Among the entries below, one stretch runs from the line that contains "pod in this photo." through the line that contains "the green leaf in this photo.". Repeat that stretch exactly, ends included, and only that.

---- SUPPLIED INFORMATION

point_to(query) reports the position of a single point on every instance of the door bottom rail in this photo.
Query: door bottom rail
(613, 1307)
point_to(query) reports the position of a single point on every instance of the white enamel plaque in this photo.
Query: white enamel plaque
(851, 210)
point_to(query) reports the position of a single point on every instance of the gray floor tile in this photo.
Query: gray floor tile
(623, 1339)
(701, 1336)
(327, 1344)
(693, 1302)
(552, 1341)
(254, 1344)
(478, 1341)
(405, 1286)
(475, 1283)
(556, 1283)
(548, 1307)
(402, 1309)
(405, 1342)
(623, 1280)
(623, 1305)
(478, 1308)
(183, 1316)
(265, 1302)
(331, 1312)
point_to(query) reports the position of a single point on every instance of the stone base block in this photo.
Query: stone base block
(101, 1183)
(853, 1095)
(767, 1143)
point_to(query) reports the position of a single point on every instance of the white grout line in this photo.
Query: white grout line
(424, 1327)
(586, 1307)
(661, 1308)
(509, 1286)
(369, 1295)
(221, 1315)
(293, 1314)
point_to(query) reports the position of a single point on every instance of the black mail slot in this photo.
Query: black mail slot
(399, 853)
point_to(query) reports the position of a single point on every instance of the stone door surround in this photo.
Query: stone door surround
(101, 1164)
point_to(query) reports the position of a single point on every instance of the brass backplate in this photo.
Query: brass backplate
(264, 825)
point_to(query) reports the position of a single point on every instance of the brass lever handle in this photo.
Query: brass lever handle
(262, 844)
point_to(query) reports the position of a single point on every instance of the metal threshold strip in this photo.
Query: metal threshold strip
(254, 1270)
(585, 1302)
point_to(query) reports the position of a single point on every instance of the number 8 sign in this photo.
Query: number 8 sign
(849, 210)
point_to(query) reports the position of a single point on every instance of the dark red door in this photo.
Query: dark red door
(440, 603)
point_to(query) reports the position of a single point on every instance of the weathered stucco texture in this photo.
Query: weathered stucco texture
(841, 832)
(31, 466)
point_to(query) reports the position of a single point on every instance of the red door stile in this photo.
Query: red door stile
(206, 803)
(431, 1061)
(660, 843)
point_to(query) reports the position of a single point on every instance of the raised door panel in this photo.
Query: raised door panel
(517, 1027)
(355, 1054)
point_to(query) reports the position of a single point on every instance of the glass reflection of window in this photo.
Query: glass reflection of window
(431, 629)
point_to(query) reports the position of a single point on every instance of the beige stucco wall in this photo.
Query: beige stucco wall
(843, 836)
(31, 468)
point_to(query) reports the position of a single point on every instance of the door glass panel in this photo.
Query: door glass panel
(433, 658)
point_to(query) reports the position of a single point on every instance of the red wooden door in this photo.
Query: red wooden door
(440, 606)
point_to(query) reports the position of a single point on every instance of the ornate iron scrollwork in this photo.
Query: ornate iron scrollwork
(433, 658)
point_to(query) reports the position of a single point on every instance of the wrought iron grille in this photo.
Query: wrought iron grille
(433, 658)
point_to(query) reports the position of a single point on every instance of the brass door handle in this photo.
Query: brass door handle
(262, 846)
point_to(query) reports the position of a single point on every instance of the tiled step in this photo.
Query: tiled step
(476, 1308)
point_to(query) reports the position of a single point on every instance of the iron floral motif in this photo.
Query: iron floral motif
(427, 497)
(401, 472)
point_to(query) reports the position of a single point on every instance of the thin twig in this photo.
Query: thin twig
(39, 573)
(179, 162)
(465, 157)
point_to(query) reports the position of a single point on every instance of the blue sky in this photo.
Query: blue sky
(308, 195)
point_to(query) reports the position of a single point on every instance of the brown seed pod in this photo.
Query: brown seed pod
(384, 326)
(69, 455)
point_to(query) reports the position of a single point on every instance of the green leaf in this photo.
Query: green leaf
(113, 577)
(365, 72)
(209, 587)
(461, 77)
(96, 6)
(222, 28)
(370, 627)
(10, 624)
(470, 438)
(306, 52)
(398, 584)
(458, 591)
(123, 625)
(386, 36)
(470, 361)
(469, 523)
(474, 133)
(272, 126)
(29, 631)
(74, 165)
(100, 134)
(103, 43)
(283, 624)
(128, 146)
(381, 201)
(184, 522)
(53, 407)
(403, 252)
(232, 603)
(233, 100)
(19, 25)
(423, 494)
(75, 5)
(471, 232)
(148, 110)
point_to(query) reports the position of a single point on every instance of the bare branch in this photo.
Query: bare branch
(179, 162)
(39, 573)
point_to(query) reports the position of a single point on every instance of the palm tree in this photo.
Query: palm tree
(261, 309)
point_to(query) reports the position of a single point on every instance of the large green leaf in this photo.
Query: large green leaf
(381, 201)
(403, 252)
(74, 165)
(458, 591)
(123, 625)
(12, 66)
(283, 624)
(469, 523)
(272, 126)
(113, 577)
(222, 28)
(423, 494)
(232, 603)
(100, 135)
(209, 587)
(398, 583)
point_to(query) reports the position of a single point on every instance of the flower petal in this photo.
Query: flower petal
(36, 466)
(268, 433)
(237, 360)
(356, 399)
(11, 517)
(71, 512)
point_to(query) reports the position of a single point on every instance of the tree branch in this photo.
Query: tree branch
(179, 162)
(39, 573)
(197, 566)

--------

▸ **EXERCISE SOLUTION**
point_to(query) reports the position of a single point on every instance of the brown seed pod in this photo.
Query: brown seed pod
(384, 326)
(69, 455)
point_to(query) reports the position of a single point on every instance of the green leaf in this photo.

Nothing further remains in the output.